SET OF TASKS:
A) Using the Paasche biography, explain what Hermann Paasche is known for and what that work provides.
B) Name every subject that the Paasche biography says he studied at the University of Halle.
C) Extract the passage of the Paasche biography between "Hermann Paasche (;" and "Michigan, United States.", inclusive.

SELECTED PASSAGE:
::::::
Hermann Paasche (; February 24, 1851 in Burg bei Magdeburg – April 11, 1925 in Detroit) was a German statistician and economist. He is known for his Paasche Index, which provides a calculation of the Price Index. Paasche studied economics, agriculture, statistics and philosophy at University of Halle. In 1879, he became a professor of political science at Aachen University of Technology. Paasche died in 1925 in Detroit, Michigan, United States.

Education
In 1870, Paasche matriculated from the Burg Gymnasium. At the University of Halle he first studied agriculture. After military service, his studies continued, however, his attention turned to economics, statistics, and philosophy. Paasche completed his doctorate in 1875 under Johannes Conrad at the University of Halle. In 1877, his postdoctoral thesis (habilitation) was entitled: Über die Entwicklung der Preise und der Rente des Immobiliarbesitzes.

Career
His inaugural lecture was entitled: Über den Staat und seine volkswirtschaftlichen Aufgaben (About the state and its economic tasks). In 1879, he became professor of political science at Aachen University of Technology, but moved quickly to Universität Rostock, 1884 at the University of Marburg and 1897 to the Technical University of Charlottenburg. Paasche developed a national statistical index (Paasche index) and analyzed the German sugar industry.
::::::
DATA ROWS:
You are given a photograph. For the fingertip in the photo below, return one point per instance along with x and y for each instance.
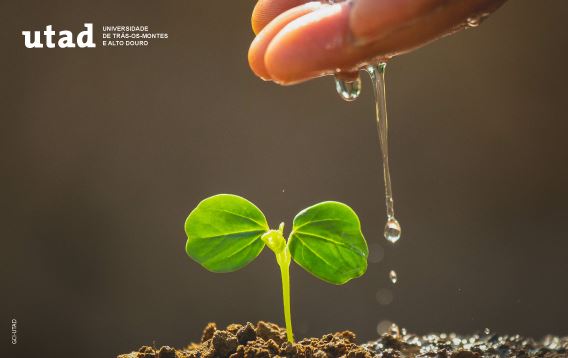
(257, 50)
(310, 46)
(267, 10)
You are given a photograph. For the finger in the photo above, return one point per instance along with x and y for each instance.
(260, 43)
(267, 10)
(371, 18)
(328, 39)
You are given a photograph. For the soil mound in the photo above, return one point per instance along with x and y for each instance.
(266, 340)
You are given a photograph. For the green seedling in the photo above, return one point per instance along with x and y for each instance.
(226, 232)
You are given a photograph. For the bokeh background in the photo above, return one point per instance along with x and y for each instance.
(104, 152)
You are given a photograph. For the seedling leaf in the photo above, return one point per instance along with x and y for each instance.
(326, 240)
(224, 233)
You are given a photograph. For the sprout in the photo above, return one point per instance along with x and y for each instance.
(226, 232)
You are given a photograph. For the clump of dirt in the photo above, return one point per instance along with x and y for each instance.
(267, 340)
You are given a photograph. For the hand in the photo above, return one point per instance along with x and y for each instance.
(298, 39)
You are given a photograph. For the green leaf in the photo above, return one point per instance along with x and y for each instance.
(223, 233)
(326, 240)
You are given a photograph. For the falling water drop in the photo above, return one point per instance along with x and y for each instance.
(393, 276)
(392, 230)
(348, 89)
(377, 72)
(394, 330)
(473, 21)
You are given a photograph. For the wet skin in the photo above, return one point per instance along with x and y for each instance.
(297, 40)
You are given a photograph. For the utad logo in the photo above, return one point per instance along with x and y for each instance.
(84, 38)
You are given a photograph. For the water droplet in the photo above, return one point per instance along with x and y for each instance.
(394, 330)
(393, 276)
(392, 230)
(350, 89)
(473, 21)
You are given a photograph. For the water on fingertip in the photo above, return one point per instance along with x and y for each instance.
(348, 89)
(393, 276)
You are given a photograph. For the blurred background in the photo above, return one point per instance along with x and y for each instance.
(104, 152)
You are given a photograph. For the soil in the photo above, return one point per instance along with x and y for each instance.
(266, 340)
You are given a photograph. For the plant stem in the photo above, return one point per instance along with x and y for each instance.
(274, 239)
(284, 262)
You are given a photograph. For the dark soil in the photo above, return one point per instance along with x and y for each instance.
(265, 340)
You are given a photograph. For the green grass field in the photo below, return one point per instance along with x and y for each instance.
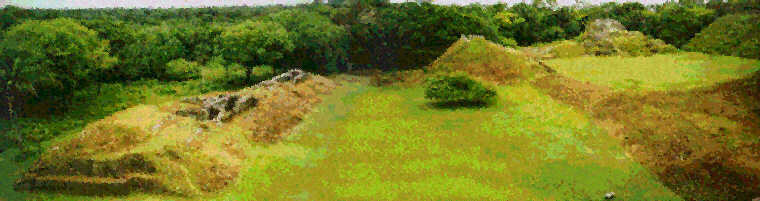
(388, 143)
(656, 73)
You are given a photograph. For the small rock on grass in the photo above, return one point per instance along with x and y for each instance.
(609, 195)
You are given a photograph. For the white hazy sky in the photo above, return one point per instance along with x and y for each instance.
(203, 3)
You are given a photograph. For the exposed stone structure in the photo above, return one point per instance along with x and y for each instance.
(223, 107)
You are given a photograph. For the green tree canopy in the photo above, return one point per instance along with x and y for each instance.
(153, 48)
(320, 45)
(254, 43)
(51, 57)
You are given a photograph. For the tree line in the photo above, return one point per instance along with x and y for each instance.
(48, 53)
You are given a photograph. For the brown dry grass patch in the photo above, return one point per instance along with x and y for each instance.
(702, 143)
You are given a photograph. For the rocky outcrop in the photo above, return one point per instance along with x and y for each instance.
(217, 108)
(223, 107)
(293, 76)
::::::
SOLUTION LIST:
A) Hermann Paasche is known for the Paasche Index, which provides a calculation of the Price Index.

B)
- Economics
- Agriculture
- Statistics
- Philosophy

C)
Hermann Paasche (; February 24, 1851 in Burg bei Magdeburg – April 11, 1925 in Detroit) was a German statistician and economist. He is known for his Paasche Index, which provides a calculation of the Price Index. Paasche studied economics, agriculture, statistics and philosophy at University of Halle. In 1879, he became a professor of political science at Aachen University of Technology. Paasche died in 1925 in Detroit, Michigan, United States.